Work instruction
Below are records; count the lines in them that hold "cypress" and give only the count.

Excerpts from a dataset:
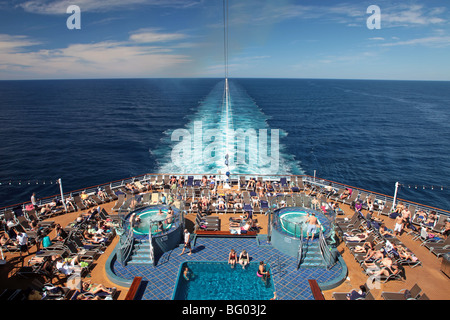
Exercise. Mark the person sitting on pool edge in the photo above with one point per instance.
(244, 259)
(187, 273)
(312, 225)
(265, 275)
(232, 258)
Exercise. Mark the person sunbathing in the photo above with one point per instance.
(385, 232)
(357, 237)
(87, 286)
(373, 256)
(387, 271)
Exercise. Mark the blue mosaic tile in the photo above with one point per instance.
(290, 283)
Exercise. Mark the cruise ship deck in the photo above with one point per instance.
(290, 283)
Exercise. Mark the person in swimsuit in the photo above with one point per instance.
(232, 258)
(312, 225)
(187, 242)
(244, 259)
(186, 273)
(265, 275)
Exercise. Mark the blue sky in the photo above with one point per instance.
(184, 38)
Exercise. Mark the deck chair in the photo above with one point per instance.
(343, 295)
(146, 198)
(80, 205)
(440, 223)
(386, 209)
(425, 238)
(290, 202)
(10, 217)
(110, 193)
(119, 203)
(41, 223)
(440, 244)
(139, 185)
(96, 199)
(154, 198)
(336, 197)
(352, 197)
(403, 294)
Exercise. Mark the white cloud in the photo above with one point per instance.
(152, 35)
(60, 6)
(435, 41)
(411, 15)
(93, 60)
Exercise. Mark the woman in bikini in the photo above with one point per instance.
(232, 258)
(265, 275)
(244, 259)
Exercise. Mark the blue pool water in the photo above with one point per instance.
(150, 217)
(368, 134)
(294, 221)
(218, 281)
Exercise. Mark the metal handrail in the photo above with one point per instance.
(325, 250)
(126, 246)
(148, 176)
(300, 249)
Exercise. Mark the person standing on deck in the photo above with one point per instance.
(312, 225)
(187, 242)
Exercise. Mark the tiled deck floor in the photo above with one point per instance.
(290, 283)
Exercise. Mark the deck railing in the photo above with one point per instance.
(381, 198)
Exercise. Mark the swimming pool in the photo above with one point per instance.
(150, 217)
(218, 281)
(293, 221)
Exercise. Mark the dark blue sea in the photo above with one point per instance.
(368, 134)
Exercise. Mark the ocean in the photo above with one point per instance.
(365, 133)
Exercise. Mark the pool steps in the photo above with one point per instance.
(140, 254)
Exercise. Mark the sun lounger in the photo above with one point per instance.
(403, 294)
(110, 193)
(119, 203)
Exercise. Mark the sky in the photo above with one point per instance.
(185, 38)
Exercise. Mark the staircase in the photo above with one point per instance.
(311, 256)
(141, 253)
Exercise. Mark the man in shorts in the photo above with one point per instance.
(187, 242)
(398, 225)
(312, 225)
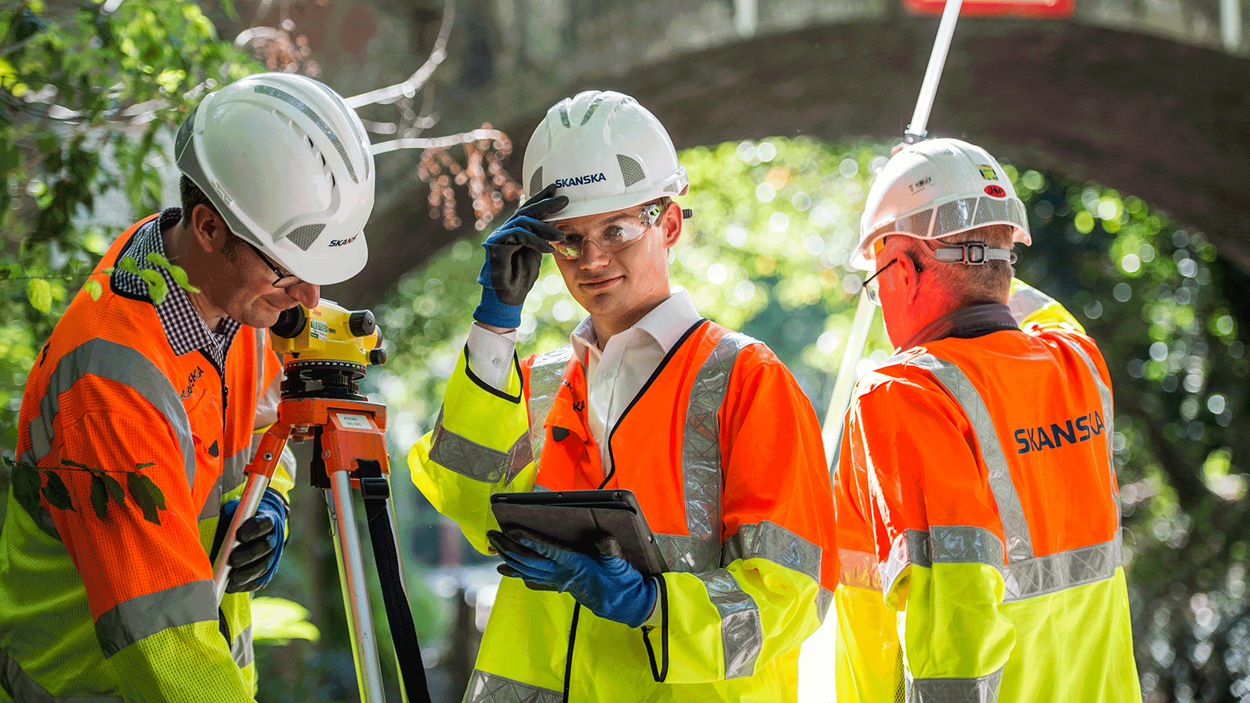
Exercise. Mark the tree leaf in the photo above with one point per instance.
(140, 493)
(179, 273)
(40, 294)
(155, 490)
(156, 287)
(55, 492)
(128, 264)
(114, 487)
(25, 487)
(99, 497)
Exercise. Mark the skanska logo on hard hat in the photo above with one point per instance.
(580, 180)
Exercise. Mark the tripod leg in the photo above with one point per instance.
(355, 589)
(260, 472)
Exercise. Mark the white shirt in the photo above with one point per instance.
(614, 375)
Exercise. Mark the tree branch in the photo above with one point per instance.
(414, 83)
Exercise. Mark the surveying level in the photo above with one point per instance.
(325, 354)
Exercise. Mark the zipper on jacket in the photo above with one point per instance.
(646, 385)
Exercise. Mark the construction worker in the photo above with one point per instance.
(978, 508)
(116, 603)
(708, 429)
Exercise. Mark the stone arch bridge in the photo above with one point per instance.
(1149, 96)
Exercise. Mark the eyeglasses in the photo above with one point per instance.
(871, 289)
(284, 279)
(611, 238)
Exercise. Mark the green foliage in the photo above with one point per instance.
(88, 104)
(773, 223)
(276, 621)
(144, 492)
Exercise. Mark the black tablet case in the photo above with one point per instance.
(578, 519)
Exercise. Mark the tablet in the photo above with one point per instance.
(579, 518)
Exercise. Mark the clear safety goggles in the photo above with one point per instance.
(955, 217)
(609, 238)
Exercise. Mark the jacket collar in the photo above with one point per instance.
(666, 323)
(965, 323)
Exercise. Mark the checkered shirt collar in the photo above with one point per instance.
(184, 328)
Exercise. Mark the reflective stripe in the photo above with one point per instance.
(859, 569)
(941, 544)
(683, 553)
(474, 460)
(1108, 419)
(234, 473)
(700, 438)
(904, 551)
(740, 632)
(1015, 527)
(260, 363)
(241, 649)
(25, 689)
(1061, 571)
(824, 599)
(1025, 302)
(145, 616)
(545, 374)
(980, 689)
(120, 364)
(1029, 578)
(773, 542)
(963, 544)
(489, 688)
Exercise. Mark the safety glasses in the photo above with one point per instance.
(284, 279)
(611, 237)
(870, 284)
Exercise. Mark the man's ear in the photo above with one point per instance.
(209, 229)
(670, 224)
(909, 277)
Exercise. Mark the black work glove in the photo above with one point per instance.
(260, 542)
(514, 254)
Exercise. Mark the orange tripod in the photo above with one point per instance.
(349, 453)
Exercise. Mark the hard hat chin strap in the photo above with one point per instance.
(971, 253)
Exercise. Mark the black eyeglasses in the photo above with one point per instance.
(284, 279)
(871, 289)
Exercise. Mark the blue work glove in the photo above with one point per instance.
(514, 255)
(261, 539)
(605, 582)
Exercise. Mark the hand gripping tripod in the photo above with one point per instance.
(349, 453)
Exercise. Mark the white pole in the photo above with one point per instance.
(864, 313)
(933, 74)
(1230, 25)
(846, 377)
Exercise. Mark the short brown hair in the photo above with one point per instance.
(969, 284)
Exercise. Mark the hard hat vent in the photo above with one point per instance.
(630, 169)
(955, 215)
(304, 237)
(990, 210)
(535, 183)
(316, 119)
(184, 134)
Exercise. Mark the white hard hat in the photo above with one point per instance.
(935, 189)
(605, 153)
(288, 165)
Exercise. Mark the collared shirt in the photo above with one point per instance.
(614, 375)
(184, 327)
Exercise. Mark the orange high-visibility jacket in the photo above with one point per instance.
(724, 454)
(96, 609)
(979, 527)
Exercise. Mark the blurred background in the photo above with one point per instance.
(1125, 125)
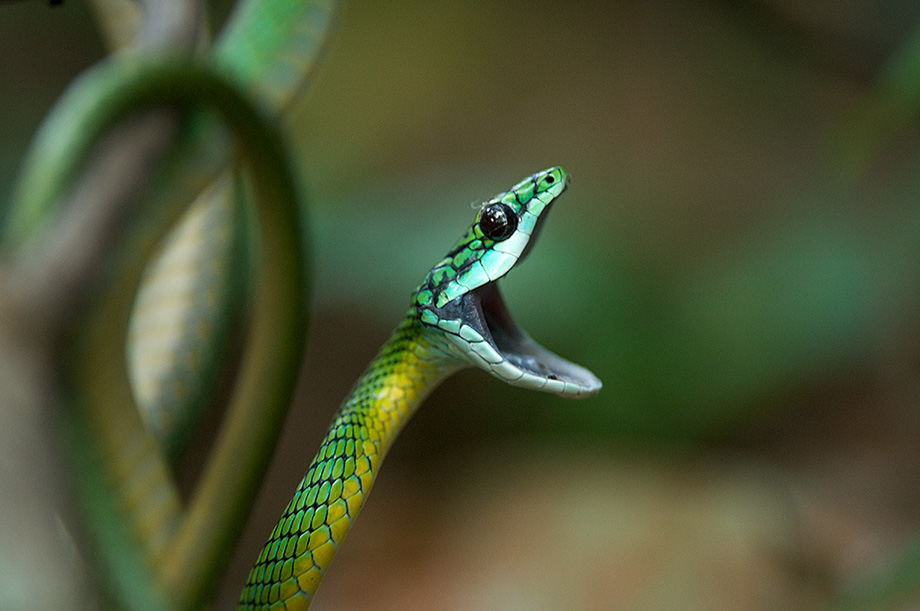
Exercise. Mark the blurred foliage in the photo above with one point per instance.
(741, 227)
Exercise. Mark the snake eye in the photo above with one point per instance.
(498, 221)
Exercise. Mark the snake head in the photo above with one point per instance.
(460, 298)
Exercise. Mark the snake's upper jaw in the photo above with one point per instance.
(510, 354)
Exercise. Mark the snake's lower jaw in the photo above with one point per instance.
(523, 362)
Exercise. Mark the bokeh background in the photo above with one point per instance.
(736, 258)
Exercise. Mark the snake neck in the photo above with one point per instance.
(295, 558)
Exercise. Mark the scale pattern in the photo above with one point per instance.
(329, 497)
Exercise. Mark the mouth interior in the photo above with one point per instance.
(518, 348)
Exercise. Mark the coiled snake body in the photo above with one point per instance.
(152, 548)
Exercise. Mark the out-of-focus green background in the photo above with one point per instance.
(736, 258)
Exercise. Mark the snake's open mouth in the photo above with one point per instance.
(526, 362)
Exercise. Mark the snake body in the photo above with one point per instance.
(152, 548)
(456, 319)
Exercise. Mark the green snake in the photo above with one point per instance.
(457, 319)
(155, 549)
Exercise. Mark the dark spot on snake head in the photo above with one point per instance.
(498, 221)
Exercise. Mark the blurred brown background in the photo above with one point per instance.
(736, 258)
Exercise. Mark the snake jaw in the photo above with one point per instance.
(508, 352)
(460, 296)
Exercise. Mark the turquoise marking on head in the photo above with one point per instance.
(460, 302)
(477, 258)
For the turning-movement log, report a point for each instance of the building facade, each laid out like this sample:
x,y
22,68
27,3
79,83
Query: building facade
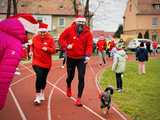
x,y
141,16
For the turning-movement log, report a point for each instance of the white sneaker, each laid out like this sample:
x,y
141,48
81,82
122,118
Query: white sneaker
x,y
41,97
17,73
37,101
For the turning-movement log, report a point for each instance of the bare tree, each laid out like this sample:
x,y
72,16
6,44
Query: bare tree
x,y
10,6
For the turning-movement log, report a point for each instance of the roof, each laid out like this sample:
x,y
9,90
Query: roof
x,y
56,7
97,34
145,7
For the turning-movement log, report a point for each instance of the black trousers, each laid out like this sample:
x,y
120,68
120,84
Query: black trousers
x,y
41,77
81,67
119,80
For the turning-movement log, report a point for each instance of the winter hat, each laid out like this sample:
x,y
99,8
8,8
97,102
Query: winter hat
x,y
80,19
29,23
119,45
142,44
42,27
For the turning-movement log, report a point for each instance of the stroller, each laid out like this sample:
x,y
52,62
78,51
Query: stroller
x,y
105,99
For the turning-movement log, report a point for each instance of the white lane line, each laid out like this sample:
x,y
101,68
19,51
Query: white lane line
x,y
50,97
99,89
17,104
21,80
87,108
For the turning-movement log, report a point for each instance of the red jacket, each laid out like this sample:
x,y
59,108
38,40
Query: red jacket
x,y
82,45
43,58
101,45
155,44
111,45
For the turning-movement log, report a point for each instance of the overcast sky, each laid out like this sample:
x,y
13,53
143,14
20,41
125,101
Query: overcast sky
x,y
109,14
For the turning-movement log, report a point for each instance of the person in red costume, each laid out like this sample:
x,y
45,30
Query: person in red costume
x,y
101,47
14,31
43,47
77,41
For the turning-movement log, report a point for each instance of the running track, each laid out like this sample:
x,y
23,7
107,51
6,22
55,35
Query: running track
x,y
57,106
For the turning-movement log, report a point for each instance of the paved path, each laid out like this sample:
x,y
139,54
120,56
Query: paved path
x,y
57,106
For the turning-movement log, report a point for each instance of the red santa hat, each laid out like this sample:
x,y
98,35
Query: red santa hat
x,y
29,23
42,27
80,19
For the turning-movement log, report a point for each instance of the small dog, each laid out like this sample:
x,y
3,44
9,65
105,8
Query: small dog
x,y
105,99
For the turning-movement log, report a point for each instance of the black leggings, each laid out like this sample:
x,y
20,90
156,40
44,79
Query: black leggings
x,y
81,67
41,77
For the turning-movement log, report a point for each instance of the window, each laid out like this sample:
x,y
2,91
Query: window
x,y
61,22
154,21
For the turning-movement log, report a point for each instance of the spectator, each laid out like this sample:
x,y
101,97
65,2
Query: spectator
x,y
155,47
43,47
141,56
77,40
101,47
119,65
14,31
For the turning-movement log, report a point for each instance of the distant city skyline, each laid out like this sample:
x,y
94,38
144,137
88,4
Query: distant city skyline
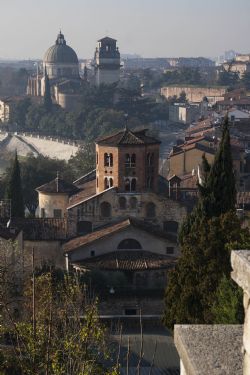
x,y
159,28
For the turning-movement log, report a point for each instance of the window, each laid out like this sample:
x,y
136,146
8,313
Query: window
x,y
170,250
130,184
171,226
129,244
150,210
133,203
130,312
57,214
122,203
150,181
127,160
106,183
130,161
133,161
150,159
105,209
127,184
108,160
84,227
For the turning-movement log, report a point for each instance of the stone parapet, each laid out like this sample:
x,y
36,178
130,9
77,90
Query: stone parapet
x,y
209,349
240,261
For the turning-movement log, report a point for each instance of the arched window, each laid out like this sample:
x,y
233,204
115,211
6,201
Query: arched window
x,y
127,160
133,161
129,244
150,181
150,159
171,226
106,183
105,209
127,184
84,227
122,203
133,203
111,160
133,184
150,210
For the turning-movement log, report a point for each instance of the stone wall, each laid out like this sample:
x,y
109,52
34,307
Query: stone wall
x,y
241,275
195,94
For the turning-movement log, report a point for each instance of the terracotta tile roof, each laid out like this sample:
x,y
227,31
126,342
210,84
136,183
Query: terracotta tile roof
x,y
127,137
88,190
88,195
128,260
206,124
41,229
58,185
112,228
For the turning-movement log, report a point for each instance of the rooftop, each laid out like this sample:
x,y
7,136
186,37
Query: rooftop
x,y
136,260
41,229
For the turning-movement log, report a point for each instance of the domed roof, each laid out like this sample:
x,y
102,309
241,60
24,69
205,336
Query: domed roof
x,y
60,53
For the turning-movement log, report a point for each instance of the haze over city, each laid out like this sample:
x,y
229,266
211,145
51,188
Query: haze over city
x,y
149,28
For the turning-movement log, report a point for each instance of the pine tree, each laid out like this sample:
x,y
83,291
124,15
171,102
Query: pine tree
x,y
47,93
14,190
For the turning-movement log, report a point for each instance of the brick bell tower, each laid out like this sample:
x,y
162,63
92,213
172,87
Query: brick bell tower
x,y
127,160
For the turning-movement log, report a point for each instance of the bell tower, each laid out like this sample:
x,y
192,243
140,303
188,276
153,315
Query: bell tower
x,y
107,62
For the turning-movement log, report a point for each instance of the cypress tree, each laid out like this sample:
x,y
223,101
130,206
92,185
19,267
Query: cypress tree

Response to the task
2